*** Opening of Excerpted data ***

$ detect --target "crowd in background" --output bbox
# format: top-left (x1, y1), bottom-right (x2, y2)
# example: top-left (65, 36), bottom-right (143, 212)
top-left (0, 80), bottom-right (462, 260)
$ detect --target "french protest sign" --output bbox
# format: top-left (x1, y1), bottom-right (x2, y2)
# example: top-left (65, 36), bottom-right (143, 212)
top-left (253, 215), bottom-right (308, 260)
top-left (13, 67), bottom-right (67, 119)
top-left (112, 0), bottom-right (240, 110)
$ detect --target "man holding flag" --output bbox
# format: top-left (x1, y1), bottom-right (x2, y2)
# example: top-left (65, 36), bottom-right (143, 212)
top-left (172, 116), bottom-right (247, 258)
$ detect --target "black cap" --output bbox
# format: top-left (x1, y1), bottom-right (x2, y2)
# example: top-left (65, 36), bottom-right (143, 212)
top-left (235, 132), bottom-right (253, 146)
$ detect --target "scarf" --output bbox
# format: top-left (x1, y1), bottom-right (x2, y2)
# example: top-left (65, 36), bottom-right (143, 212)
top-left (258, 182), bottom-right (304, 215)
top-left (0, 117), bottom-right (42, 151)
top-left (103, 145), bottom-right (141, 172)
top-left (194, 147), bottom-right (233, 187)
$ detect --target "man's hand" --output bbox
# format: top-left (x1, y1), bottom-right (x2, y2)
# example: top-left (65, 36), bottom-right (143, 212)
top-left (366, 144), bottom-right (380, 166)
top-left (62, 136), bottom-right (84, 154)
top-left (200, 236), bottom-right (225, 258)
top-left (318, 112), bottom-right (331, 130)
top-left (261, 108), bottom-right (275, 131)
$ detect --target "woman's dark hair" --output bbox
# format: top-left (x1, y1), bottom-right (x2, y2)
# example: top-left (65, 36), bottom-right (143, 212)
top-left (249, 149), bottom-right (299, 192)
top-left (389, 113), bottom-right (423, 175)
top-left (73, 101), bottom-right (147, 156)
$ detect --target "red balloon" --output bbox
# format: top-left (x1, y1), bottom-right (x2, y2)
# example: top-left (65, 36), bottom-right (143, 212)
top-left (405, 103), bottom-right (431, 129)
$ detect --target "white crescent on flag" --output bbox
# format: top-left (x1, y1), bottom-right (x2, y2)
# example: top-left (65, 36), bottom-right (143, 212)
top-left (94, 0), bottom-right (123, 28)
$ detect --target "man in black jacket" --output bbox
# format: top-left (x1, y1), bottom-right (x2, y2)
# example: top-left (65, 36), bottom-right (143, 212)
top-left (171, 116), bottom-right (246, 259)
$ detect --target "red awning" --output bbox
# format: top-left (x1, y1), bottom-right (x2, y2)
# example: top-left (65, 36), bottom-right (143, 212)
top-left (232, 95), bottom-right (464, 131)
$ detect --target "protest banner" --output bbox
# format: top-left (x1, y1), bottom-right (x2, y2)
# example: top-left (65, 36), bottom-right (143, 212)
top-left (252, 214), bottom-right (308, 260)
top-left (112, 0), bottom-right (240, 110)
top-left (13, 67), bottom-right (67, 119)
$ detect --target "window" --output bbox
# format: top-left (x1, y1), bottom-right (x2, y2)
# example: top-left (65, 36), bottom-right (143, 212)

*** Close of Excerpted data ***

# Requirement
Return every line above that contains the word "flag".

# Answer box
$ detect --target "man holding flag" --output bbox
$ detect --target "white crescent on flag" --output bbox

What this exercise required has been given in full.